EXERCISE REQUIREMENTS →
Starting at the line that contains "[locate] sky with" and continuing through the last line, inclusive, write these lines out again, substituting "gray" for "white" and leaving everything else unchanged.

Entries drawn from a collection
* * * *

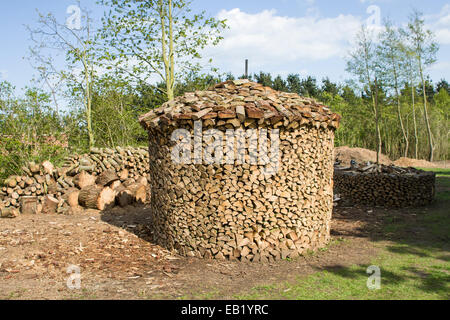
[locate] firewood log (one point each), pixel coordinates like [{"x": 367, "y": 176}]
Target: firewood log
[
  {"x": 107, "y": 178},
  {"x": 96, "y": 197}
]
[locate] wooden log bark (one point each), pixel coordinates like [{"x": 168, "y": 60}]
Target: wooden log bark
[
  {"x": 107, "y": 178},
  {"x": 28, "y": 205},
  {"x": 83, "y": 180},
  {"x": 97, "y": 197},
  {"x": 71, "y": 197}
]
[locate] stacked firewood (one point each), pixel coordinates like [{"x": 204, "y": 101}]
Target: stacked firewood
[
  {"x": 236, "y": 211},
  {"x": 97, "y": 180},
  {"x": 385, "y": 186},
  {"x": 241, "y": 103}
]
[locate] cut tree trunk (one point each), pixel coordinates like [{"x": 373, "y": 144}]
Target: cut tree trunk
[
  {"x": 97, "y": 197},
  {"x": 107, "y": 178},
  {"x": 133, "y": 194},
  {"x": 84, "y": 180},
  {"x": 29, "y": 205},
  {"x": 71, "y": 197}
]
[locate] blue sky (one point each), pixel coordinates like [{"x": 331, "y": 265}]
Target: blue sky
[{"x": 310, "y": 37}]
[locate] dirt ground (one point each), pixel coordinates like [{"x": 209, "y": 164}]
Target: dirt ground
[{"x": 118, "y": 261}]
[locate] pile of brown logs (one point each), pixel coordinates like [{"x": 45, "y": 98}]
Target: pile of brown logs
[
  {"x": 235, "y": 211},
  {"x": 383, "y": 186},
  {"x": 98, "y": 180}
]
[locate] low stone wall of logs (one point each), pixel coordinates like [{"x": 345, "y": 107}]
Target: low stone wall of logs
[
  {"x": 98, "y": 180},
  {"x": 383, "y": 186}
]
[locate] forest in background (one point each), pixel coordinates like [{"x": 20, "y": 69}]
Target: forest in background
[{"x": 390, "y": 104}]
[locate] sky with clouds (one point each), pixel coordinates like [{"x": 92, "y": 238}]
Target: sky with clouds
[{"x": 309, "y": 37}]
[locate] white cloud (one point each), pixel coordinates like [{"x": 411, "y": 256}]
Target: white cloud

* * * *

EXERCISE RESPONSE →
[locate] sky with clouds (one point each), pixel coordinates like [{"x": 92, "y": 238}]
Target: sky with clouds
[{"x": 309, "y": 37}]
[locate] gray cloud (one point each), pixel coordinates like [{"x": 411, "y": 256}]
Target: gray cloud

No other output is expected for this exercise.